▶ **PASSAGE**

Boris Johnson has insisted his Government has not been blown off course by coronavirus but said that “sometimes it is necessary” to change direction in “response to the facts as they change”.
The Prime Minister’s comments come after he presided over a series of U-turns on policy which have angered Conservative MPs, with one describing events as a “megadisaster from one day to the next”.
Chairing his first Cabinet meeting after the summer parliamentary recess, Mr Johnson told ministers that in the last few months they have been “sailing into the teeth of a gale, no question”.
“And I am no great nautical expert, but sometimes it is necessary to tack here and there in response to the facts as they change, in response to the wind’s change, but we have been going steadily in the direction, in the course we set out, and we have not been blown off that course.”
He said there would still be “some turbulence ahead” and that things would be “difficult” on the economic front, while the need remained to “get this disease absolutely out of our systems”.
“But I am absolutely confident that if we continue in the way that we have that there will be calmer days, brighter days and calmer seas ahead of us, so thank you all very much for everything that you have done.”
Many Tory backbenchers are frustrated by the Government’s handling of the crisis, with one senior Conservative MP telling the PA news agency his colleagues are “tired of the U-turns”.
“There’s that element of calamity – and frankly there are people from the Red Wall seats who are getting jittery. But not only Red Wall seats, but other people who haven’t got marginal seats like that,” he said.
“We’d like to be in a Government that has the impression of being competent, rather than lurching from one issue to another and then after a short time doing a U-turn.”

▶ **ASSIGNED TASK 1**
In the report on Boris Johnson's Cabinet remarks, what did he tell ministers they had been sailing into over the last few months?
▶ **ASSIGNED TASK 2**
Please decide whether each statement agrees with the report on Boris Johnson's Cabinet remarks, answering yes or no and quoting the words that decide it: (a) Johnson told ministers the Government had been blown off its course. (b) A senior Conservative MP told the PA news agency that his colleagues are tired of the U-turns. (c) Johnson said things would be easy on the economic front.

▶ **ENTRIES SHOWN**
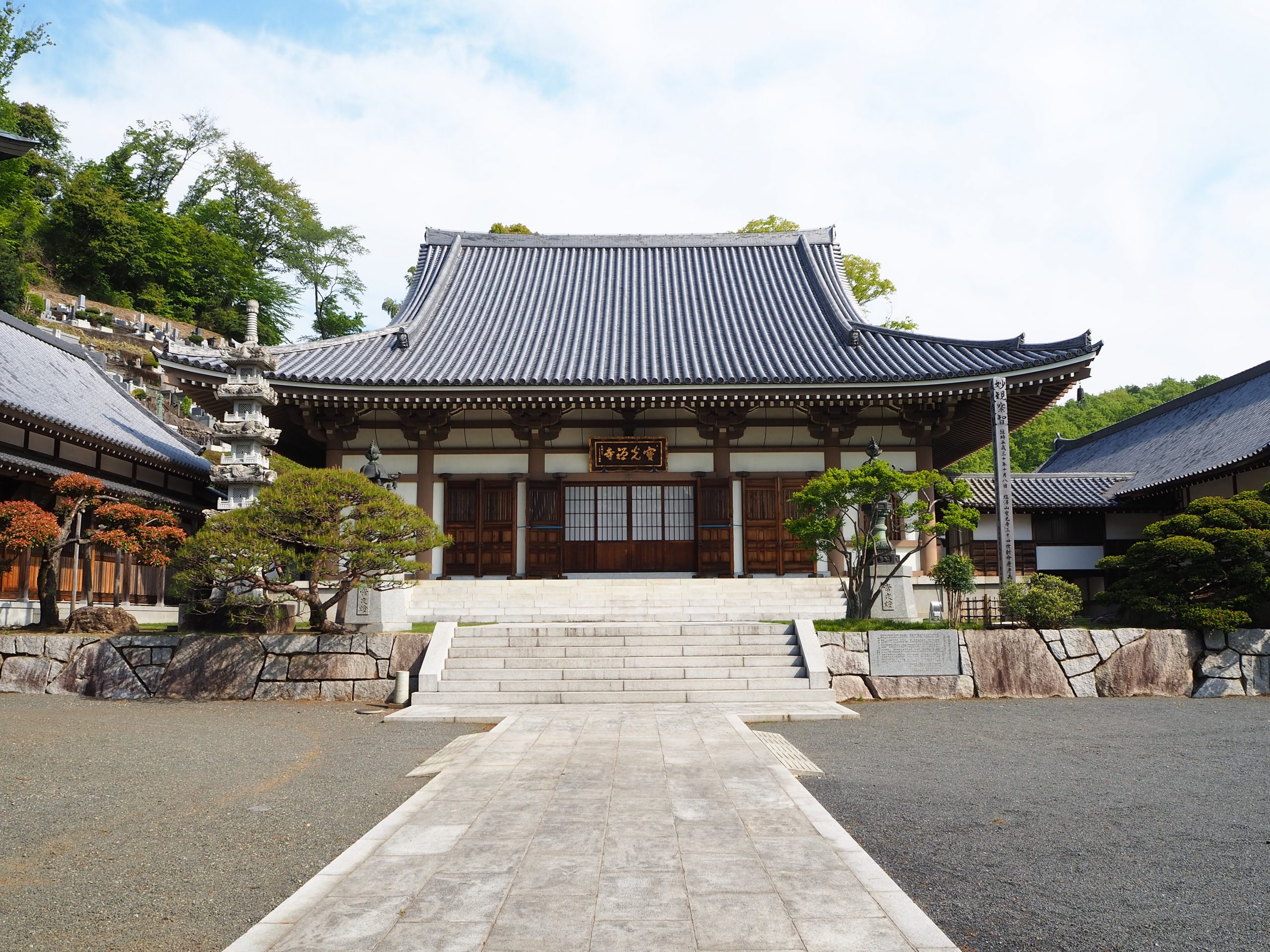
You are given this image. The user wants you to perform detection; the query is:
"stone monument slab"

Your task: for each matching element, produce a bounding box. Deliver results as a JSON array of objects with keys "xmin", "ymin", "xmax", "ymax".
[{"xmin": 869, "ymin": 628, "xmax": 961, "ymax": 678}]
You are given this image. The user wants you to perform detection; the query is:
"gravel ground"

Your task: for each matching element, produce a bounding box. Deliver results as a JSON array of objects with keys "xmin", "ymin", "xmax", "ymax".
[
  {"xmin": 0, "ymin": 694, "xmax": 480, "ymax": 952},
  {"xmin": 763, "ymin": 698, "xmax": 1270, "ymax": 952}
]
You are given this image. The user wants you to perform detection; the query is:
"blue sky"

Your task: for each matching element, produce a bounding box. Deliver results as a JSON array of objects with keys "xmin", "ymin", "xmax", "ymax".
[{"xmin": 13, "ymin": 0, "xmax": 1270, "ymax": 387}]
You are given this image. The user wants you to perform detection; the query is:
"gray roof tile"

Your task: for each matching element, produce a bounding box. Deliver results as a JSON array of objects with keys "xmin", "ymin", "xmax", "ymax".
[
  {"xmin": 961, "ymin": 472, "xmax": 1133, "ymax": 512},
  {"xmin": 1040, "ymin": 362, "xmax": 1270, "ymax": 495},
  {"xmin": 0, "ymin": 311, "xmax": 208, "ymax": 478},
  {"xmin": 168, "ymin": 229, "xmax": 1100, "ymax": 386}
]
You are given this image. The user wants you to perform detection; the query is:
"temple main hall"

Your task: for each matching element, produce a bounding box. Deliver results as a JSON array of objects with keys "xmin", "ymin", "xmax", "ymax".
[{"xmin": 161, "ymin": 229, "xmax": 1101, "ymax": 579}]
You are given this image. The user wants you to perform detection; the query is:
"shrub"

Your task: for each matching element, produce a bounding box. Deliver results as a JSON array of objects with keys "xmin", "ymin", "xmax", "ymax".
[
  {"xmin": 173, "ymin": 467, "xmax": 451, "ymax": 633},
  {"xmin": 1095, "ymin": 483, "xmax": 1270, "ymax": 631},
  {"xmin": 1001, "ymin": 573, "xmax": 1084, "ymax": 628},
  {"xmin": 931, "ymin": 552, "xmax": 974, "ymax": 622}
]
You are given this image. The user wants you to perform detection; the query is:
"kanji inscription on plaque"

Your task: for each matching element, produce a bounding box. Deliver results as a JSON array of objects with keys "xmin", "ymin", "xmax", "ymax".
[{"xmin": 590, "ymin": 437, "xmax": 665, "ymax": 472}]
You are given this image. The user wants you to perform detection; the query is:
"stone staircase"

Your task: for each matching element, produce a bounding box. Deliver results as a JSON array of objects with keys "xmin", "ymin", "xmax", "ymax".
[
  {"xmin": 411, "ymin": 622, "xmax": 834, "ymax": 706},
  {"xmin": 408, "ymin": 576, "xmax": 846, "ymax": 623}
]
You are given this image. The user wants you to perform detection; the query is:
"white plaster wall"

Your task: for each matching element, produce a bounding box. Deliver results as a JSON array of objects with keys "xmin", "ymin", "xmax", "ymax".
[
  {"xmin": 544, "ymin": 453, "xmax": 590, "ymax": 474},
  {"xmin": 665, "ymin": 451, "xmax": 714, "ymax": 472},
  {"xmin": 1236, "ymin": 466, "xmax": 1270, "ymax": 492},
  {"xmin": 1186, "ymin": 476, "xmax": 1234, "ymax": 499},
  {"xmin": 432, "ymin": 453, "xmax": 530, "ymax": 474},
  {"xmin": 1036, "ymin": 546, "xmax": 1102, "ymax": 573},
  {"xmin": 732, "ymin": 451, "xmax": 824, "ymax": 472},
  {"xmin": 102, "ymin": 453, "xmax": 132, "ymax": 476},
  {"xmin": 974, "ymin": 513, "xmax": 1031, "ymax": 542},
  {"xmin": 733, "ymin": 426, "xmax": 797, "ymax": 447}
]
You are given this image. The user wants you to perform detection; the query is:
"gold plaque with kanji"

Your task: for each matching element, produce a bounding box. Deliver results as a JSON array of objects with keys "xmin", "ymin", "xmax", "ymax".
[{"xmin": 590, "ymin": 437, "xmax": 665, "ymax": 472}]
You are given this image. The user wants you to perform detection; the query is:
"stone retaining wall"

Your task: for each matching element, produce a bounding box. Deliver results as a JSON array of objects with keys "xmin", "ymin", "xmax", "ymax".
[
  {"xmin": 818, "ymin": 628, "xmax": 1270, "ymax": 701},
  {"xmin": 0, "ymin": 633, "xmax": 431, "ymax": 702}
]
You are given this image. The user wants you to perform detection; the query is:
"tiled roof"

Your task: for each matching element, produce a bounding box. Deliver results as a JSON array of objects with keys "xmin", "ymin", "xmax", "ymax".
[
  {"xmin": 165, "ymin": 229, "xmax": 1100, "ymax": 386},
  {"xmin": 961, "ymin": 472, "xmax": 1133, "ymax": 510},
  {"xmin": 0, "ymin": 311, "xmax": 208, "ymax": 478},
  {"xmin": 0, "ymin": 451, "xmax": 202, "ymax": 512},
  {"xmin": 0, "ymin": 129, "xmax": 39, "ymax": 160},
  {"xmin": 1040, "ymin": 362, "xmax": 1270, "ymax": 495}
]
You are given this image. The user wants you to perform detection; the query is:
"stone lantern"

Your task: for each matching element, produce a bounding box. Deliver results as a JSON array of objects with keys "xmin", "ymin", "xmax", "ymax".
[{"xmin": 212, "ymin": 301, "xmax": 278, "ymax": 509}]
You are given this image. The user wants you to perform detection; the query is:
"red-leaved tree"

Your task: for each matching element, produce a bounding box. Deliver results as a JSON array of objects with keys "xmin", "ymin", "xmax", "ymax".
[{"xmin": 0, "ymin": 472, "xmax": 186, "ymax": 628}]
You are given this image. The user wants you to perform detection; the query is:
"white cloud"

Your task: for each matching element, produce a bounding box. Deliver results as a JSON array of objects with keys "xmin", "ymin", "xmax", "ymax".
[{"xmin": 13, "ymin": 0, "xmax": 1270, "ymax": 387}]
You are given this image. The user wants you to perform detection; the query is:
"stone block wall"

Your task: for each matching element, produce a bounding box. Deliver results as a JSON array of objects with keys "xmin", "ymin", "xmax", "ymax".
[
  {"xmin": 0, "ymin": 632, "xmax": 431, "ymax": 702},
  {"xmin": 818, "ymin": 628, "xmax": 1270, "ymax": 701}
]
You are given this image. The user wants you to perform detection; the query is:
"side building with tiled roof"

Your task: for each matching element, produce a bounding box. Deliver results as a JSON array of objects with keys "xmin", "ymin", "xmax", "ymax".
[
  {"xmin": 951, "ymin": 362, "xmax": 1270, "ymax": 606},
  {"xmin": 0, "ymin": 312, "xmax": 215, "ymax": 626},
  {"xmin": 160, "ymin": 229, "xmax": 1100, "ymax": 578}
]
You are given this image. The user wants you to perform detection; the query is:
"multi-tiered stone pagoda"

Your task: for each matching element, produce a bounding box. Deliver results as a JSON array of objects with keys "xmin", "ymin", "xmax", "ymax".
[{"xmin": 212, "ymin": 301, "xmax": 278, "ymax": 509}]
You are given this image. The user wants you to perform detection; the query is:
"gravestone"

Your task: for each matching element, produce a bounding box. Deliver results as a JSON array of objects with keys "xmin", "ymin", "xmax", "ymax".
[{"xmin": 869, "ymin": 628, "xmax": 961, "ymax": 678}]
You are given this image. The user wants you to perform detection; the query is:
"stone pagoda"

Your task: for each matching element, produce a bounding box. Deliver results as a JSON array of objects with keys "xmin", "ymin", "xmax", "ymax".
[{"xmin": 212, "ymin": 301, "xmax": 278, "ymax": 509}]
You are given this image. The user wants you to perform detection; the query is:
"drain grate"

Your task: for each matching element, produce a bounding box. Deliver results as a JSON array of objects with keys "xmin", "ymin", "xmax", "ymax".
[
  {"xmin": 755, "ymin": 731, "xmax": 824, "ymax": 777},
  {"xmin": 406, "ymin": 731, "xmax": 485, "ymax": 777}
]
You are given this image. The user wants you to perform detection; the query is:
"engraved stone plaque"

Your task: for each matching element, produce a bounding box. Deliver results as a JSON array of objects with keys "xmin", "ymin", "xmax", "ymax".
[{"xmin": 869, "ymin": 628, "xmax": 961, "ymax": 678}]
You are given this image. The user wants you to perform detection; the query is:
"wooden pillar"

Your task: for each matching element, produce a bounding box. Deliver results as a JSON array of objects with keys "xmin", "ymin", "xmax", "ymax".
[
  {"xmin": 414, "ymin": 439, "xmax": 441, "ymax": 579},
  {"xmin": 326, "ymin": 439, "xmax": 344, "ymax": 470},
  {"xmin": 714, "ymin": 426, "xmax": 732, "ymax": 478},
  {"xmin": 528, "ymin": 429, "xmax": 547, "ymax": 477},
  {"xmin": 992, "ymin": 377, "xmax": 1015, "ymax": 581},
  {"xmin": 824, "ymin": 429, "xmax": 842, "ymax": 470},
  {"xmin": 913, "ymin": 442, "xmax": 940, "ymax": 574}
]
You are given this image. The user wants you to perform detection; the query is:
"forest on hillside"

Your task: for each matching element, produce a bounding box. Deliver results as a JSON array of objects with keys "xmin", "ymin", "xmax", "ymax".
[
  {"xmin": 950, "ymin": 374, "xmax": 1220, "ymax": 472},
  {"xmin": 0, "ymin": 2, "xmax": 365, "ymax": 344}
]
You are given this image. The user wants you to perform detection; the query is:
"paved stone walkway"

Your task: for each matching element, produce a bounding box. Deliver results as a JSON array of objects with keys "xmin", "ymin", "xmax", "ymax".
[{"xmin": 230, "ymin": 705, "xmax": 956, "ymax": 952}]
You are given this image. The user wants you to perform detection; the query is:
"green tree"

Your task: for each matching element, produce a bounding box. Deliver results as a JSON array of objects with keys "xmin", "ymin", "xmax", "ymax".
[
  {"xmin": 0, "ymin": 241, "xmax": 27, "ymax": 315},
  {"xmin": 1095, "ymin": 483, "xmax": 1270, "ymax": 630},
  {"xmin": 0, "ymin": 0, "xmax": 54, "ymax": 99},
  {"xmin": 103, "ymin": 112, "xmax": 225, "ymax": 209},
  {"xmin": 737, "ymin": 215, "xmax": 917, "ymax": 330},
  {"xmin": 178, "ymin": 143, "xmax": 318, "ymax": 344},
  {"xmin": 737, "ymin": 215, "xmax": 799, "ymax": 235},
  {"xmin": 930, "ymin": 552, "xmax": 974, "ymax": 625},
  {"xmin": 1001, "ymin": 573, "xmax": 1084, "ymax": 628},
  {"xmin": 842, "ymin": 255, "xmax": 907, "ymax": 307},
  {"xmin": 785, "ymin": 460, "xmax": 979, "ymax": 618},
  {"xmin": 174, "ymin": 467, "xmax": 449, "ymax": 633},
  {"xmin": 286, "ymin": 217, "xmax": 366, "ymax": 339},
  {"xmin": 0, "ymin": 1, "xmax": 65, "ymax": 294},
  {"xmin": 42, "ymin": 163, "xmax": 145, "ymax": 297},
  {"xmin": 951, "ymin": 374, "xmax": 1220, "ymax": 472}
]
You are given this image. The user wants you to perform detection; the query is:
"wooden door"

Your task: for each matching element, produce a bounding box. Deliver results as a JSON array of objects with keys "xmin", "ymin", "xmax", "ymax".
[
  {"xmin": 524, "ymin": 482, "xmax": 564, "ymax": 579},
  {"xmin": 697, "ymin": 478, "xmax": 733, "ymax": 576},
  {"xmin": 630, "ymin": 483, "xmax": 696, "ymax": 573},
  {"xmin": 441, "ymin": 480, "xmax": 480, "ymax": 575},
  {"xmin": 562, "ymin": 482, "xmax": 701, "ymax": 574},
  {"xmin": 476, "ymin": 480, "xmax": 515, "ymax": 576},
  {"xmin": 742, "ymin": 480, "xmax": 784, "ymax": 574}
]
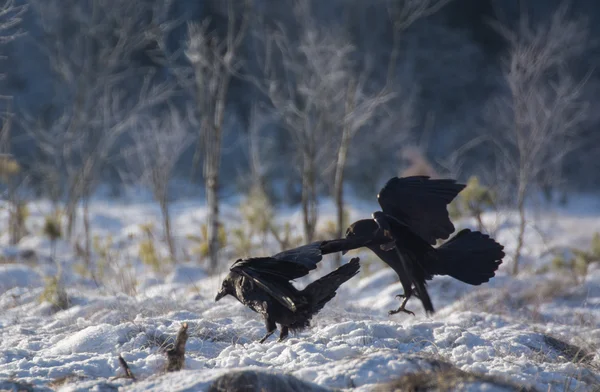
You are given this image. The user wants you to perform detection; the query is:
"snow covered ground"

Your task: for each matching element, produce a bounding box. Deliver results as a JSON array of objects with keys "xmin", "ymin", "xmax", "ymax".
[{"xmin": 0, "ymin": 194, "xmax": 600, "ymax": 391}]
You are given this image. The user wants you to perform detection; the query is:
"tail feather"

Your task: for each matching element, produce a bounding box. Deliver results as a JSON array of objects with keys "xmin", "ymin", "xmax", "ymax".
[
  {"xmin": 433, "ymin": 229, "xmax": 505, "ymax": 286},
  {"xmin": 302, "ymin": 257, "xmax": 360, "ymax": 314}
]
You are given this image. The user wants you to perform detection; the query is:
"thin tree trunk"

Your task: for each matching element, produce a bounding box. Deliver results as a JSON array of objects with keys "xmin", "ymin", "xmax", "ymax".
[
  {"xmin": 302, "ymin": 151, "xmax": 317, "ymax": 242},
  {"xmin": 333, "ymin": 81, "xmax": 356, "ymax": 267},
  {"xmin": 512, "ymin": 186, "xmax": 526, "ymax": 275},
  {"xmin": 83, "ymin": 198, "xmax": 92, "ymax": 271},
  {"xmin": 65, "ymin": 196, "xmax": 78, "ymax": 239},
  {"xmin": 159, "ymin": 193, "xmax": 177, "ymax": 263}
]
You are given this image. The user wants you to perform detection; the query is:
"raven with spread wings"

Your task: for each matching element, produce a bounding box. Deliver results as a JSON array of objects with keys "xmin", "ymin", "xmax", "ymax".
[
  {"xmin": 215, "ymin": 237, "xmax": 368, "ymax": 343},
  {"xmin": 344, "ymin": 176, "xmax": 504, "ymax": 315}
]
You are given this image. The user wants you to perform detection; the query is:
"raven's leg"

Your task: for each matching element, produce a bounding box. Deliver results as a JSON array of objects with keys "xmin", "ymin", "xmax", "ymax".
[
  {"xmin": 388, "ymin": 294, "xmax": 415, "ymax": 316},
  {"xmin": 277, "ymin": 325, "xmax": 290, "ymax": 342},
  {"xmin": 258, "ymin": 318, "xmax": 277, "ymax": 343}
]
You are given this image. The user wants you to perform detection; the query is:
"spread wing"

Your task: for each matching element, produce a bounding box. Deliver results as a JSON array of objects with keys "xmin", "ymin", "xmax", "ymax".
[
  {"xmin": 377, "ymin": 176, "xmax": 465, "ymax": 245},
  {"xmin": 272, "ymin": 241, "xmax": 323, "ymax": 270},
  {"xmin": 272, "ymin": 236, "xmax": 373, "ymax": 273},
  {"xmin": 230, "ymin": 257, "xmax": 308, "ymax": 312}
]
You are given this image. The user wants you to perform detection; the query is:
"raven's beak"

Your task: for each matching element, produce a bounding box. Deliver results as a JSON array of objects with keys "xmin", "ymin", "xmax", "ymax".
[{"xmin": 215, "ymin": 290, "xmax": 227, "ymax": 302}]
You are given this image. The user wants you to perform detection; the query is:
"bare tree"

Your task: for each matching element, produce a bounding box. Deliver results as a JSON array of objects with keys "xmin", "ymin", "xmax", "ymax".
[
  {"xmin": 184, "ymin": 0, "xmax": 250, "ymax": 271},
  {"xmin": 24, "ymin": 0, "xmax": 176, "ymax": 264},
  {"xmin": 0, "ymin": 0, "xmax": 28, "ymax": 245},
  {"xmin": 487, "ymin": 6, "xmax": 589, "ymax": 274},
  {"xmin": 386, "ymin": 0, "xmax": 452, "ymax": 81},
  {"xmin": 128, "ymin": 106, "xmax": 191, "ymax": 263},
  {"xmin": 247, "ymin": 105, "xmax": 274, "ymax": 192},
  {"xmin": 261, "ymin": 1, "xmax": 355, "ymax": 241},
  {"xmin": 333, "ymin": 76, "xmax": 394, "ymax": 264}
]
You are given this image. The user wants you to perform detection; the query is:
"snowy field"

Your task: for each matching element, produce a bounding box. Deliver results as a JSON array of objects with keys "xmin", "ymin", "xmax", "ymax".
[{"xmin": 0, "ymin": 197, "xmax": 600, "ymax": 391}]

▶ **TASK SOLUTION 1**
The teeth of a gale.

▶ **TASK SOLUTION 2**
(a) No: "we have not been blown off that course."
(b) Yes: "one senior Conservative MP telling the PA news agency his colleagues are “tired of the U-turns”."
(c) No: "things would be “difficult” on the economic front"